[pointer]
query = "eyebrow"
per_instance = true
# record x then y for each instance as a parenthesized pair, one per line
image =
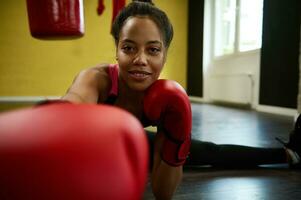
(149, 42)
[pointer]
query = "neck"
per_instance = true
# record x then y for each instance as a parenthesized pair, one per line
(129, 96)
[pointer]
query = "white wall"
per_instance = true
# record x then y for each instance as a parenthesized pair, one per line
(240, 64)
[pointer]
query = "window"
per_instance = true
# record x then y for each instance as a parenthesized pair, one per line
(238, 26)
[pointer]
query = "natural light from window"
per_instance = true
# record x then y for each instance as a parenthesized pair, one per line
(238, 26)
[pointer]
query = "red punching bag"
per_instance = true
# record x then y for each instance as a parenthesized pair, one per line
(56, 19)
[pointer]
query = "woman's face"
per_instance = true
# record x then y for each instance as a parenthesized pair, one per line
(140, 53)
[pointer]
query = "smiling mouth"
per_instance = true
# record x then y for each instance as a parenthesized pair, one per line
(139, 74)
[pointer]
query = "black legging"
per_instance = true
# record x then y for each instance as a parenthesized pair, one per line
(208, 153)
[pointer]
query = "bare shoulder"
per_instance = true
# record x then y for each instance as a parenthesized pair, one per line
(89, 85)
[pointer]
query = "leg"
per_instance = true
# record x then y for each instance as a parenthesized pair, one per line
(208, 153)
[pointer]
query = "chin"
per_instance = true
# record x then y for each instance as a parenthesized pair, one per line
(139, 86)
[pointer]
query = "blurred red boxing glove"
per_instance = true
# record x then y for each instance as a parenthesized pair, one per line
(166, 104)
(65, 151)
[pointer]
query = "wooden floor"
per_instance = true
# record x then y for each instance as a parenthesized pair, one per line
(224, 125)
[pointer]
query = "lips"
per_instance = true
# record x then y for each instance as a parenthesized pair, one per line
(139, 74)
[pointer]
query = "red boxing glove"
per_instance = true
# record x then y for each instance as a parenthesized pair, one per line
(65, 151)
(167, 104)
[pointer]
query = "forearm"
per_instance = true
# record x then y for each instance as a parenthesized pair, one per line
(165, 179)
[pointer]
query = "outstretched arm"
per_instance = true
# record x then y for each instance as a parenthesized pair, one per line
(167, 105)
(165, 178)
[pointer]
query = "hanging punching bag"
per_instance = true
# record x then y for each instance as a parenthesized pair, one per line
(56, 19)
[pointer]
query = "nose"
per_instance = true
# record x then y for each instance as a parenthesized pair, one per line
(140, 58)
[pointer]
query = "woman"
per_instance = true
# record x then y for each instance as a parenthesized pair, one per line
= = = = =
== THE TASK ==
Omit the images and transcribe all of the records above word for word.

== ANSWER TO THE EXERCISE ==
[pointer]
query = "eyebrow"
per_instance = true
# record x then y for each instance as a parenthesized pair, one per line
image =
(149, 42)
[pointer]
query = "neck"
per_instance = true
# record x then y for each instance as a parenthesized pair, one per line
(129, 96)
[pointer]
query = "white wall"
per_instance = true
# record x then y for each instance as a parenthesized pair, one per line
(240, 64)
[pointer]
query = "window"
per_instance = true
# record x then y for each instance as a parenthesized pair, one per line
(238, 26)
[pointer]
query = "natural light from window"
per_instance = true
# record x then y for each instance as a parenthesized pair, one per line
(238, 26)
[pointer]
query = "red punching bag"
per_instance = true
# record x then y for each instance as a parenthesized pair, one per line
(56, 19)
[pointer]
query = "woman's face"
per_instance = true
# record x then y for each instance as a parenthesized pair, one per line
(140, 53)
[pointer]
query = "smiling mouth"
per_instance = true
# record x then y for each instance as a parenthesized pair, one per line
(139, 74)
[pointer]
query = "black legging"
per_instance = true
# record x then y for each instance as a parenthesized pair, one per line
(208, 153)
[pointer]
query = "bare shoulder"
per_instance = true
# record x then y for each instance as a parenthesized pair, one per line
(89, 85)
[pointer]
query = "leg"
per_instance = true
# record x then y for each instance as a parenthesized pair, one per line
(208, 153)
[pointer]
query = "chin"
per_instance = true
# record x then y for each instance as a parenthesized pair, one per line
(139, 86)
[pointer]
query = "blurred red boxing glove"
per_instance = true
# record x then y for each instance as a parenthesized pair, one per line
(166, 104)
(65, 151)
[pointer]
query = "wooden floor"
per_instance = true
# record x then y for each instance as a parenthesized pair, one per line
(224, 125)
[pointer]
query = "lips"
per_instance = true
# record x then y for each instance as a parenthesized pair, one per line
(139, 74)
[pointer]
query = "red boxing glove"
per_instance = true
# record x then y for each instance as a parenthesized pair, one per line
(65, 151)
(167, 104)
[pointer]
query = "forearm"
per_instance = true
# record x then y for each instance as a parenthesized pair, one per line
(165, 179)
[pointer]
query = "outstretched arm"
per_instance = true
# record x then y for each instance as a parenthesized pair, one per line
(167, 105)
(165, 178)
[pointer]
query = "hanging punching bag"
per_instance = true
# record x then y for each instance as a parenthesized pair, one per line
(56, 19)
[pointer]
query = "nose"
per_instance = true
# record x then y for each instance as a parenthesized pair, one per line
(140, 58)
[pointer]
query = "woman"
per_instance = true
# record x then y for each instance as a parenthesized pair, one per line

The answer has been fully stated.